— Start of Records supplied —
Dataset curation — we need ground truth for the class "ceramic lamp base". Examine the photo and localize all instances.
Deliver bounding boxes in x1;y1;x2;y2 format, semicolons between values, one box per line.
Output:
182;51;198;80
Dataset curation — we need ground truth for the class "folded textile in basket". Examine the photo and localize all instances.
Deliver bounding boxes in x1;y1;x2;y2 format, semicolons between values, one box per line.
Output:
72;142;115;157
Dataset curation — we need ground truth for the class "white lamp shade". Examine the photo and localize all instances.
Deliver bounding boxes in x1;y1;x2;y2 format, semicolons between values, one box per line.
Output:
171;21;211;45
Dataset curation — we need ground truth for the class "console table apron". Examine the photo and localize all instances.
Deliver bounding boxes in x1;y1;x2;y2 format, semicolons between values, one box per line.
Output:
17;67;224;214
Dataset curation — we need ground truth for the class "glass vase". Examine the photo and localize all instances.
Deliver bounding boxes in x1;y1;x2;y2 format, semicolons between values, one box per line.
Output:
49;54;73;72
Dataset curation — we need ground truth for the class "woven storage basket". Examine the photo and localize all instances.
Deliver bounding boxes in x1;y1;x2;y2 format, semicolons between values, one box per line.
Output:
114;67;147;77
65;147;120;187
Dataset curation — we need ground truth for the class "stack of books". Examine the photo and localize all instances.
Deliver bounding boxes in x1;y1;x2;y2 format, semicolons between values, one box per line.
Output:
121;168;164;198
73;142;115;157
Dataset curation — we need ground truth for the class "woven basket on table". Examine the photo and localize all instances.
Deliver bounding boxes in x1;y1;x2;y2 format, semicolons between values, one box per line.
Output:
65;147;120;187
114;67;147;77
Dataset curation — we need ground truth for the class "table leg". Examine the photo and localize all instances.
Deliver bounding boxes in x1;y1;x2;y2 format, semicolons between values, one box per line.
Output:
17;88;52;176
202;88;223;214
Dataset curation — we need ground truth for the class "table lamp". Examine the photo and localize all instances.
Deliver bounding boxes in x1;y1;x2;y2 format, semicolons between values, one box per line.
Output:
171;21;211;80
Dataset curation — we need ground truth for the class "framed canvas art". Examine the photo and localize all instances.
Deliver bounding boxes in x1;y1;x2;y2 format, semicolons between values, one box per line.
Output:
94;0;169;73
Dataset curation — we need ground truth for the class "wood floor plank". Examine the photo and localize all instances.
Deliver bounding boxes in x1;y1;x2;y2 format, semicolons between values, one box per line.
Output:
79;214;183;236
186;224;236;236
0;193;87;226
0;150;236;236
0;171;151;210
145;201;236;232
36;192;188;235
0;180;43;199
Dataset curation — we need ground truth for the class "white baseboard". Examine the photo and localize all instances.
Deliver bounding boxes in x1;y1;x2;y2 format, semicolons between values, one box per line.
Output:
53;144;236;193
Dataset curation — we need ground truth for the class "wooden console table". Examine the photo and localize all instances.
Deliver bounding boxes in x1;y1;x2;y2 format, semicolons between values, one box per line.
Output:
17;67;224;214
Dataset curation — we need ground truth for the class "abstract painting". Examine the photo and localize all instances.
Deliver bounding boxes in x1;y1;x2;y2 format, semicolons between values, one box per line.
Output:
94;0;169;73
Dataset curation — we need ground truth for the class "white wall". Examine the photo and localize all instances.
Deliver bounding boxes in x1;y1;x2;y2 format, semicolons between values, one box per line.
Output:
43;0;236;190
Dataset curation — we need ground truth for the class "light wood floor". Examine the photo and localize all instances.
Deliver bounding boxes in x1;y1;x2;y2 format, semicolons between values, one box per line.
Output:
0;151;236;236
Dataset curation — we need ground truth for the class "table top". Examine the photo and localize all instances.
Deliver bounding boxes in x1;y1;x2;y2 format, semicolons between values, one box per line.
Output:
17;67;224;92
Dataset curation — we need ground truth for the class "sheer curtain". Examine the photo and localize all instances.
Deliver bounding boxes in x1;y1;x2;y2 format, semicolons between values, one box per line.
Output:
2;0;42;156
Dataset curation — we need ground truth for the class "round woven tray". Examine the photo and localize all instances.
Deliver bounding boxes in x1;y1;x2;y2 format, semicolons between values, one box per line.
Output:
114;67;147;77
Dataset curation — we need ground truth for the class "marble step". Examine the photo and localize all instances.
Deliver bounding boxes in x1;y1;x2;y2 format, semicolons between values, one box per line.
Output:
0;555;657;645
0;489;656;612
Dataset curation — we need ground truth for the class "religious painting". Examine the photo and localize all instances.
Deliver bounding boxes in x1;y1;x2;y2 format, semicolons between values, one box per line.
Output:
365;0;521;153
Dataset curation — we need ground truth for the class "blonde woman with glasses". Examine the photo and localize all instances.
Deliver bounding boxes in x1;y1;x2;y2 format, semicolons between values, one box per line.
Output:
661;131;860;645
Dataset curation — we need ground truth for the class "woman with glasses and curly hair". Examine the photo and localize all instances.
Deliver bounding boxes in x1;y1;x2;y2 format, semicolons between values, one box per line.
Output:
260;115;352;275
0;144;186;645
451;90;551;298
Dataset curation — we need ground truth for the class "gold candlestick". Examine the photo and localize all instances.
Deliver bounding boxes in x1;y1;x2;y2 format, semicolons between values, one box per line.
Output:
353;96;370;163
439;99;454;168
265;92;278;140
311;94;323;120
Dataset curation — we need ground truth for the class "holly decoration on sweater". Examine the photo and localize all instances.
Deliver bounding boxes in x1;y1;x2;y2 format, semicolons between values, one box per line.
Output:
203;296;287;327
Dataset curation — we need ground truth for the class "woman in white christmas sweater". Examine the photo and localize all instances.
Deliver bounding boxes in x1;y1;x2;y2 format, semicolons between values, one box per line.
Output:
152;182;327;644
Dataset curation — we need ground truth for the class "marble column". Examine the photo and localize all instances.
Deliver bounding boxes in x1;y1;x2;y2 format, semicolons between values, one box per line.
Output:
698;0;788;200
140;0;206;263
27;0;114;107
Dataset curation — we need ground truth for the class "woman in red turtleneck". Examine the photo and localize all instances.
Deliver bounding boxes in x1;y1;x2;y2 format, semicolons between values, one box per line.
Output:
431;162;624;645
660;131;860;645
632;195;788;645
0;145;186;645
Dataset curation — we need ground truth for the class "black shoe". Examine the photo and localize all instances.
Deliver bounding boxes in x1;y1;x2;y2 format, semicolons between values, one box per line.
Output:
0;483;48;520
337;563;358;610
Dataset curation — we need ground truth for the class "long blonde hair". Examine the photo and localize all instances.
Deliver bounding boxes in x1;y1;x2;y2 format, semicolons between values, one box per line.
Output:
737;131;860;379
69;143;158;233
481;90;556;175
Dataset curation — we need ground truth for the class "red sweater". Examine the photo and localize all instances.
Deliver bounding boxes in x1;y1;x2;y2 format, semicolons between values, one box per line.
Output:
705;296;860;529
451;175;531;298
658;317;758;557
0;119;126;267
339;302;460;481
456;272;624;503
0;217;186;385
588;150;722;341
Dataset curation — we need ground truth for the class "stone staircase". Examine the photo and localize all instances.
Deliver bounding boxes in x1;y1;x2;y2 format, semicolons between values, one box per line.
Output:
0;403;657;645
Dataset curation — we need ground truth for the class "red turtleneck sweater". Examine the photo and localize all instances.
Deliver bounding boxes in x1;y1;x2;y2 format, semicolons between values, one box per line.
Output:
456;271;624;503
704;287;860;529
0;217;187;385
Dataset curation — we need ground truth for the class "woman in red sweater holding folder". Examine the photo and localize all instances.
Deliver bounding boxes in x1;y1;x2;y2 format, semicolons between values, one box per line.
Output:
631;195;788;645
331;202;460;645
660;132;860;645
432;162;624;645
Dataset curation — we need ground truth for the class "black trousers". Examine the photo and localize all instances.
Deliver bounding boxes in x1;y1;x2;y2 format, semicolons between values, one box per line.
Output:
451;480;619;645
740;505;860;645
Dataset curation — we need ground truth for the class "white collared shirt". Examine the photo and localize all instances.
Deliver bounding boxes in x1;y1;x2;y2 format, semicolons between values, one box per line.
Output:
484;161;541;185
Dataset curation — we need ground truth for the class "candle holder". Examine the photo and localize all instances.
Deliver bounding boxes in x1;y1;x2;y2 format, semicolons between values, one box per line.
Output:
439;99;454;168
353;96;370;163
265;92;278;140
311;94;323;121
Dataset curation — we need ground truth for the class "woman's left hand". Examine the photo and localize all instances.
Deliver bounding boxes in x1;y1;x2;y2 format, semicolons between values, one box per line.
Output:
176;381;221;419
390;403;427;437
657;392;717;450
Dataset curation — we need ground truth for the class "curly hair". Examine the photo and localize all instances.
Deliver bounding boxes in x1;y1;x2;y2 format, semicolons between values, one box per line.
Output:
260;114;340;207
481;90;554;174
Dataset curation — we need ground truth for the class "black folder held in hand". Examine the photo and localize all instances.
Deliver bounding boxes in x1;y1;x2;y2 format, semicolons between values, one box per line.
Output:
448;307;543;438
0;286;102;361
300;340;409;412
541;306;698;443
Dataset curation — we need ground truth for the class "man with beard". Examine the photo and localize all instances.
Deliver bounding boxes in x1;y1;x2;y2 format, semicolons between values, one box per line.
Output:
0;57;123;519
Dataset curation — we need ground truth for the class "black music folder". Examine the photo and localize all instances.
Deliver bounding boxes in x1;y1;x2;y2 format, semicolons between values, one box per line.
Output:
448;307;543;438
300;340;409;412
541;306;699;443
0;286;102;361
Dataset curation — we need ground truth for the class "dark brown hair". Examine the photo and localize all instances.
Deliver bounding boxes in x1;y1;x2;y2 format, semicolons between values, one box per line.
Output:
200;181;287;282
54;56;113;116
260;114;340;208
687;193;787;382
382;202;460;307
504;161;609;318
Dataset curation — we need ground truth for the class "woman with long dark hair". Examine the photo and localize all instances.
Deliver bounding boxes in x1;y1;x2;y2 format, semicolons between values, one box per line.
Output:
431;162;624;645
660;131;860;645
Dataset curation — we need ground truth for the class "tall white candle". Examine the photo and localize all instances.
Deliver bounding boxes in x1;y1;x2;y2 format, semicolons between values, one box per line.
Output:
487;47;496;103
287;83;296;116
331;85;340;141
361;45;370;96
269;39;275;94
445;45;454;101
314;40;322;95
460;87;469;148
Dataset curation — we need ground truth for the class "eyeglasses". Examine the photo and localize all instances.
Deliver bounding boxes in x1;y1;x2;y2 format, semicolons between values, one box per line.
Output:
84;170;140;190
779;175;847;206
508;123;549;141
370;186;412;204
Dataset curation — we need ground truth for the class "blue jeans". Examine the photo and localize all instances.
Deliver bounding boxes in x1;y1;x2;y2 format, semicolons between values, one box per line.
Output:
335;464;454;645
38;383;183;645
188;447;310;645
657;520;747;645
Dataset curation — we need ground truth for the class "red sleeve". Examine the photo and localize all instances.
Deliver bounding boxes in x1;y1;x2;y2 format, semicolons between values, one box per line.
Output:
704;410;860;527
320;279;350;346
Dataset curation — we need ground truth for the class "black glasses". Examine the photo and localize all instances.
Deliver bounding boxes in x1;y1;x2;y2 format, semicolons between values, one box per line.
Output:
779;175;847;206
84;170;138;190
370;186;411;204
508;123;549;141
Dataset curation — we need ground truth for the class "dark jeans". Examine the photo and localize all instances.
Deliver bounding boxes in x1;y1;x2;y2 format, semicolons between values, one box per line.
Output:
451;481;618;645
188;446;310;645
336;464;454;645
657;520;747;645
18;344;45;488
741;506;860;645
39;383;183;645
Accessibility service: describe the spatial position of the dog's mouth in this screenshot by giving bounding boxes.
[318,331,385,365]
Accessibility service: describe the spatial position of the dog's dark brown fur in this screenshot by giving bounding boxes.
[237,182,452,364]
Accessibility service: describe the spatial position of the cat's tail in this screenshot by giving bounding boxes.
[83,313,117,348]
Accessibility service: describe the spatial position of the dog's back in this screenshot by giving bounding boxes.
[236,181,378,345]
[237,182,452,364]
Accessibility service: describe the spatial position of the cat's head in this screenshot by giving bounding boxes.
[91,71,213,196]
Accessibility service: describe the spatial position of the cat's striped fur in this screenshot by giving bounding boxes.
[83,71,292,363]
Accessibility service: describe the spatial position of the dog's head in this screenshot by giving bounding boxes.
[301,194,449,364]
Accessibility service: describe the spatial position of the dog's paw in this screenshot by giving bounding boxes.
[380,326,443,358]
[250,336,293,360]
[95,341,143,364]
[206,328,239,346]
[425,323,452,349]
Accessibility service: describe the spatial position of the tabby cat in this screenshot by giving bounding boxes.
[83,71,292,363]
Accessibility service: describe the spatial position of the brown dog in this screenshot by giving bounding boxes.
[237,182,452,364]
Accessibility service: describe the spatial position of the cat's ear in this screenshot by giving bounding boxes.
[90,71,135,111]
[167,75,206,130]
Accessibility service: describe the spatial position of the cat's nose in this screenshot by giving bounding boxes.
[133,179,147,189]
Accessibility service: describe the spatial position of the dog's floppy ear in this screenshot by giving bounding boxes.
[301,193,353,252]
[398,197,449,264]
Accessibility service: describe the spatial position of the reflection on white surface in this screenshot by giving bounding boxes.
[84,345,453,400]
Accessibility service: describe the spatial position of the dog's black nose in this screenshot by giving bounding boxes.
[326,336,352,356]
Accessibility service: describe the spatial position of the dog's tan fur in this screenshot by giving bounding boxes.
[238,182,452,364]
— End of Records supplied —
:: Prompt ::
Copy out the records above word for word, beginning with the first line and continuing through the line that contains "202;88;223;214".

:: The completed task ::
Dataset curation — we need ground truth for the class "ceramic lamp base". Examine the photo and localize all instances.
Deliver bounding boxes in x1;y1;x2;y2 format, semicolons between values, one box per line.
Output:
182;51;198;80
Dataset curation — we need ground truth for the class "folded textile in basket". Examine the photo and localize all instances.
Deliver bounding boxes in x1;y1;x2;y2 format, semicolons between values, one box per line.
Output:
72;142;115;157
Dataset curation — we need ground truth for the class "white lamp shade". Examine the photo and localize all instances.
Deliver bounding boxes in x1;y1;x2;y2 format, semicolons between values, one box per line.
Output:
171;21;211;45
Dataset curation — we need ground truth for the class "console table apron". Examine the photo and localize all instances.
Deliver bounding boxes in x1;y1;x2;y2 format, semicolons between values, one box per line.
Output:
17;67;224;214
Dataset curation — we need ground truth for the class "glass vase". Examine the photo and localize all instances.
Deliver bounding boxes in x1;y1;x2;y2 format, semicolons between values, one box per line.
Output:
49;54;73;72
Dataset curation — we need ground truth for the class "woven storage basket". Examine the photo and localize all instances.
Deliver bounding boxes in x1;y1;x2;y2 format, semicolons between values, one box per line.
Output:
114;67;147;77
65;147;120;187
Dataset curation — we need ground truth for the class "stack of books". Examine the photo and localize all instances.
Deliver bounding boxes in x1;y1;x2;y2 format, semicolons between values, one box per line.
Output:
121;168;164;198
73;142;115;157
Dataset curation — we need ground truth for the class "woven basket on table". Examine the photo and localize all instances.
Deliver bounding boxes in x1;y1;x2;y2 format, semicolons between values, one box per line.
Output:
65;147;120;187
114;67;147;77
Dataset curation — we need ground truth for the class "table leg". Examine the photo and localize all instances.
Deliver bounding boxes in x1;y1;x2;y2 format, semicolons between values, one box per line.
Output:
17;88;52;176
202;88;223;214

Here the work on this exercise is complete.